### DATA LISTING
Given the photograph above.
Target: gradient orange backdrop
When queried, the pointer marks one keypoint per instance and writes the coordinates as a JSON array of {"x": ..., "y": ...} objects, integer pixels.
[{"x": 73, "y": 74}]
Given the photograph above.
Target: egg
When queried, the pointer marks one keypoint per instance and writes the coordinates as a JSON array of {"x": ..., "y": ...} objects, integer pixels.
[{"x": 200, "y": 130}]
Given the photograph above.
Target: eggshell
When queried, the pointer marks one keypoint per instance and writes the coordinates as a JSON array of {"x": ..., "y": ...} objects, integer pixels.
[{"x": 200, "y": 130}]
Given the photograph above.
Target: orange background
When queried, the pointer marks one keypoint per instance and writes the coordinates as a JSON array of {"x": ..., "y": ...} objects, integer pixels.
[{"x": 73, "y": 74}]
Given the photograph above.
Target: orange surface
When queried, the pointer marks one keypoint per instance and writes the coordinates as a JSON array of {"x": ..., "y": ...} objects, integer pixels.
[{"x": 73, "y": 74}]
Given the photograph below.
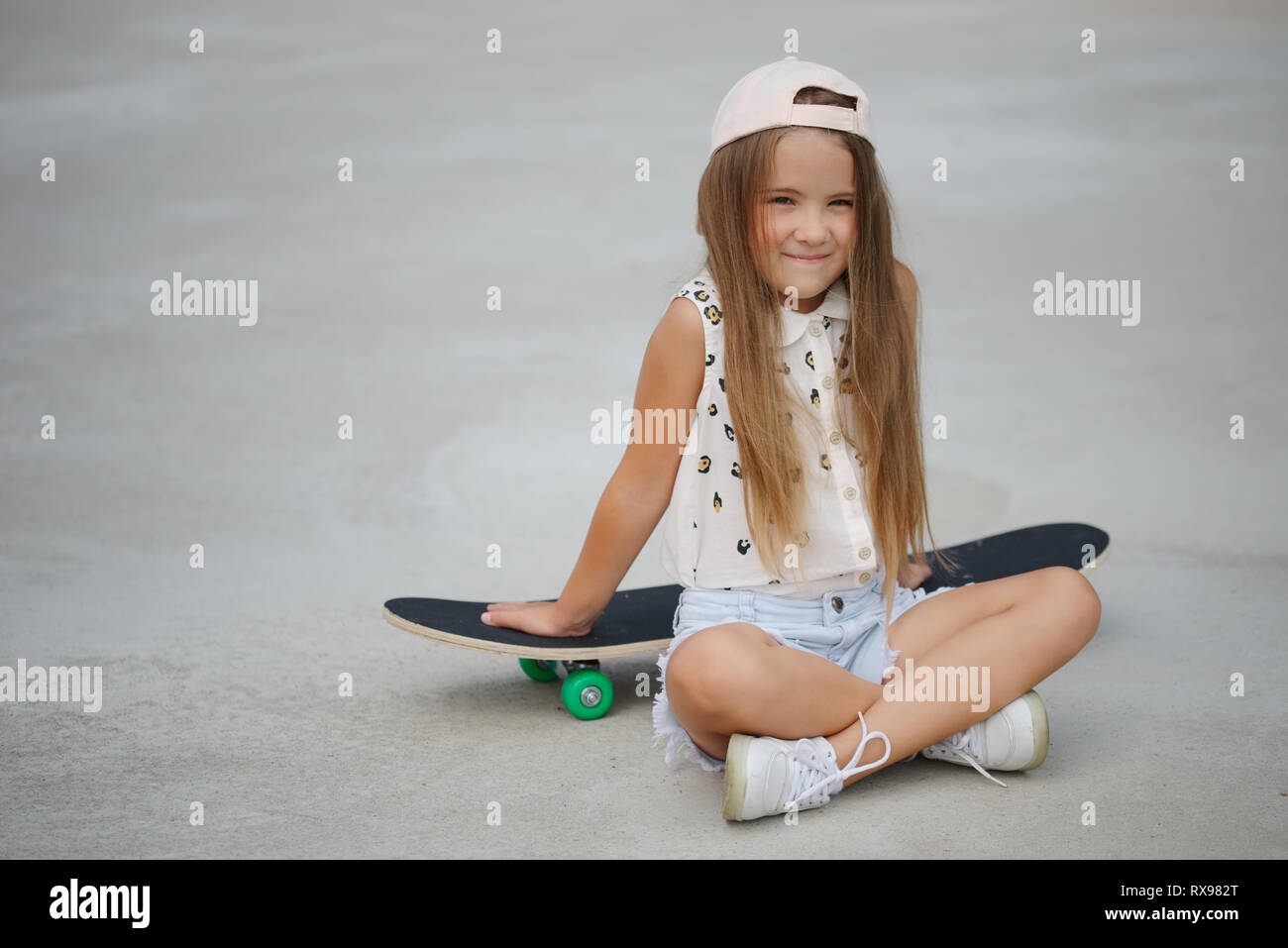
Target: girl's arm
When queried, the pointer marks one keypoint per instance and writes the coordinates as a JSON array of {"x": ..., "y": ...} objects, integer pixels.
[{"x": 639, "y": 491}]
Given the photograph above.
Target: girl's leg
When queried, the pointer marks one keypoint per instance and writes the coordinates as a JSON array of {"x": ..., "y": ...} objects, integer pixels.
[
  {"x": 734, "y": 679},
  {"x": 1055, "y": 616}
]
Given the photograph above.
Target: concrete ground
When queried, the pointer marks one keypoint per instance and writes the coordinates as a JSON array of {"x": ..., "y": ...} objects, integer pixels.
[{"x": 220, "y": 685}]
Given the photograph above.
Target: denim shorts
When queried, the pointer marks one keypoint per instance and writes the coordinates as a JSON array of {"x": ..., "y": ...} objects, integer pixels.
[{"x": 845, "y": 626}]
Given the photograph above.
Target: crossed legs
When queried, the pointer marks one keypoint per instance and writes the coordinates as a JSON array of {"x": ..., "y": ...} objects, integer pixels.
[{"x": 734, "y": 679}]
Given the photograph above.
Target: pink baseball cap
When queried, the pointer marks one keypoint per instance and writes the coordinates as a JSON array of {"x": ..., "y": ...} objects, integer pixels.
[{"x": 763, "y": 99}]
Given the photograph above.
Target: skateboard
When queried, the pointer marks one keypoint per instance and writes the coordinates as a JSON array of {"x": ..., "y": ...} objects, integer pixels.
[{"x": 639, "y": 621}]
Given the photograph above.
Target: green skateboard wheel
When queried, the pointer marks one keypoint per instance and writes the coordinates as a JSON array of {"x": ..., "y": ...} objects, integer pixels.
[{"x": 588, "y": 694}]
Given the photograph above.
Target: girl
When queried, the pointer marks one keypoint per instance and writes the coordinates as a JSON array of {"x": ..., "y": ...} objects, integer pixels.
[{"x": 797, "y": 350}]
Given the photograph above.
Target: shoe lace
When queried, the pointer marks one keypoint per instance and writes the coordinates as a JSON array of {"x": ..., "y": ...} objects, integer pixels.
[
  {"x": 806, "y": 786},
  {"x": 962, "y": 743}
]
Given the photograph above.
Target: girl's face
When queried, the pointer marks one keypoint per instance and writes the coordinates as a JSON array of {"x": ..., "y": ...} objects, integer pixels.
[{"x": 807, "y": 215}]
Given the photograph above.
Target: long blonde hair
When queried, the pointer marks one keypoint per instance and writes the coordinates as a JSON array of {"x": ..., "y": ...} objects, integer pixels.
[{"x": 877, "y": 363}]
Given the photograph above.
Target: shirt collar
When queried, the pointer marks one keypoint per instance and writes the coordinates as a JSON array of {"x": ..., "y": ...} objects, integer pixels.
[{"x": 835, "y": 305}]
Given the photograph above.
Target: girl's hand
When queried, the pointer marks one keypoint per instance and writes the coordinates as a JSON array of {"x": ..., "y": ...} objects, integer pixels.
[
  {"x": 912, "y": 575},
  {"x": 536, "y": 618}
]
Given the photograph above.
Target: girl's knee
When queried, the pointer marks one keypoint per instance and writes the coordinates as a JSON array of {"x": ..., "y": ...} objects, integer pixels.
[
  {"x": 712, "y": 665},
  {"x": 1077, "y": 601}
]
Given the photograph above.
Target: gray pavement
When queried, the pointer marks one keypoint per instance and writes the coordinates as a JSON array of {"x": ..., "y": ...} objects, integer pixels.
[{"x": 220, "y": 685}]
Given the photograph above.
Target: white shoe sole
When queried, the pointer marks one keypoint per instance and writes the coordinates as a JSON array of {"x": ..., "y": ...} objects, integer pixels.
[
  {"x": 735, "y": 776},
  {"x": 1041, "y": 729}
]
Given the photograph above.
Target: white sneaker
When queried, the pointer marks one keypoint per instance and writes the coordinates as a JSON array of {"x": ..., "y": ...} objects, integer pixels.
[
  {"x": 1016, "y": 738},
  {"x": 765, "y": 775}
]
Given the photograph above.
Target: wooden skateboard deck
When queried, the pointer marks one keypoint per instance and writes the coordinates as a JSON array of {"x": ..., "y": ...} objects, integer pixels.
[{"x": 639, "y": 621}]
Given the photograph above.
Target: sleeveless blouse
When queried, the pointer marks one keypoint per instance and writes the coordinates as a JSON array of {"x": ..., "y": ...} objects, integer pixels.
[{"x": 706, "y": 541}]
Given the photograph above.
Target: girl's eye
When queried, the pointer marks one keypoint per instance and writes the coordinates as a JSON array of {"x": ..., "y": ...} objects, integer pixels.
[{"x": 840, "y": 200}]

### EXERCISE
Repeat each line of the records above exactly, but do not copy the pictures.

### RESPONSE TO THIS TASK
Given the photograph above.
Target: gradient orange backdrop
When queried, the pointer marks one keypoint per instance and writes the coordinates as a JSON array of {"x": ..., "y": ...} objects, integer pixels.
[{"x": 73, "y": 74}]
Given the photograph above.
Target: egg
When queried, the pointer marks one keypoint per instance and writes the coordinates as a JSON array of {"x": ..., "y": ...} objects, integer pixels.
[{"x": 200, "y": 130}]
Given the photograph above.
Target: eggshell
When queried, the pointer marks one keypoint per instance and writes the coordinates as a JSON array of {"x": ..., "y": ...} objects, integer pixels.
[{"x": 200, "y": 130}]
Given the photograph above.
Target: orange background
When queried, the pointer marks one keypoint per instance and writes the coordinates as a JSON array of {"x": ..., "y": ...} objects, integer pixels.
[{"x": 73, "y": 74}]
Given the photograph above.
Target: orange surface
When queried, the pointer marks one keypoint per instance and writes the coordinates as a JSON array of {"x": ..., "y": ...} objects, integer pixels.
[{"x": 73, "y": 74}]
Given the photograph below.
Target: girl's arm
When queried, the pointer marks one keypoint per instance and writes the coordinates as a JSON array of {"x": ..., "y": ...} objects, integer pixels.
[{"x": 639, "y": 491}]
Given the photograph above.
Target: girl's leg
When queried, the pointer marks one keypoint per instance and writes the coordinates as a JSON array of {"x": ..., "y": ...} objects, integer pixels.
[
  {"x": 734, "y": 679},
  {"x": 1055, "y": 616}
]
Given the photograph above.
Target: concrete ground
When queried, the pointer marks one keypoint per instance and writes the coordinates as a JSON array of {"x": ..., "y": ...} objects, integer pixels.
[{"x": 220, "y": 685}]
Given the photograph above.
Target: denim shorts
When queried, the pointer marks one keypoint per instance and writes the coordinates as a JSON array of {"x": ..., "y": ...} objects, integer pixels.
[{"x": 845, "y": 626}]
Given the photograph above.
Target: crossed legs
When queried, the pointer marks one keypoint per instance and writes the coordinates as a JSON array of {"x": ..., "y": ...} objects, integer pixels.
[{"x": 734, "y": 679}]
Given the photograph above.
Target: pink baseball cap
When queried, the pointer marks one keypoint per instance and writes the coordinates as a JSON array of {"x": ..., "y": ...} objects, integer pixels.
[{"x": 763, "y": 99}]
Given the photograph above.
Target: skateboard
When queried, the pointer marks one keypoint per instance and writes the coordinates as a JSON array of {"x": ..., "y": ...} objects, integer pixels.
[{"x": 639, "y": 621}]
Given the photograph above.
Target: green skateboard wheel
When queried, the pointer marks one keypoint per instance and writes the coordinates as a JSON array of {"x": ..., "y": ...} objects, integer pixels.
[{"x": 588, "y": 694}]
Given the photograph above.
Target: girl
When queried, the pointer marks one keypoint per instance and writes the coordinates as a JSON array of {"x": ..., "y": ...} objects, integer pixels.
[{"x": 797, "y": 350}]
Given the photograph above.
Target: shoe lace
When queried, the pointer marks one keypoint per instance and writes the coordinates as a JSON array of {"x": ..., "y": ...} objects, integer pixels.
[
  {"x": 806, "y": 786},
  {"x": 962, "y": 743}
]
Given the photograph above.
Target: girl's face
When queried, the pointer marks one keypoint per instance and writes the coordinates as a JSON array of {"x": ..., "y": ...} objects, integer pixels.
[{"x": 807, "y": 215}]
Given the photograph above.
Target: long blonde hair
When queried, the pointer marks one keypoint per instance and writes the coordinates as a JSON array of {"x": ..., "y": ...} objects, integer pixels.
[{"x": 877, "y": 363}]
Given the photograph above.
Target: shirt collar
When queried, the pointer marks one keypoint per instance and writes the coordinates as a JSON array of {"x": ..., "y": ...} objects, integer pixels.
[{"x": 835, "y": 305}]
Given the photograph above.
Target: girl's hand
When queried, the pointer marks one keypoint per instance and writes the coordinates as a JSON array of {"x": ..., "y": ...} objects, integer pixels.
[
  {"x": 912, "y": 575},
  {"x": 536, "y": 618}
]
Given the photograph above.
Target: girl's knee
When queried, the pointer marks one keypoint per instance and writes the coordinates as a JSON array of {"x": ..., "y": ...} objects, integer pixels.
[
  {"x": 712, "y": 665},
  {"x": 1077, "y": 601}
]
Given the photograph above.
Target: gray pavement
When queried, the pointer marks one keypoint per instance and writes the coordinates as a JSON array of {"x": ..., "y": ...} objects, integer pixels.
[{"x": 220, "y": 685}]
Given the photograph above.
Target: white shoe sole
When queried, the pointer marks one keypoint per instance and writes the coordinates as a JSON array of {"x": ..., "y": ...} objects, integer pixels.
[
  {"x": 735, "y": 776},
  {"x": 1041, "y": 729}
]
Given the photograph above.
Target: white sneaker
When queried, the pointer marks one keypoint per instance and writes the coordinates as a JSON array of {"x": ..., "y": ...} objects, integer pixels.
[
  {"x": 1016, "y": 738},
  {"x": 765, "y": 775}
]
Given the photograph above.
Target: wooden skateboard deck
When queried, the pointer marks one keypoint per instance and writes the coordinates as a JSON array of {"x": ..., "y": ...} objects, integer pixels.
[{"x": 639, "y": 621}]
Given the photograph above.
Target: sleeveless blouse
When queried, the pointer marks one keypoint per instance and writes the coordinates as a JSON array of {"x": ..., "y": ...} objects, integer pixels.
[{"x": 706, "y": 541}]
Given the photograph above.
Target: girl's eye
When queried, the pointer marks one keypoint per instance and writes the coordinates as a JSON array of {"x": ..., "y": ...} objects, integer pixels.
[{"x": 840, "y": 200}]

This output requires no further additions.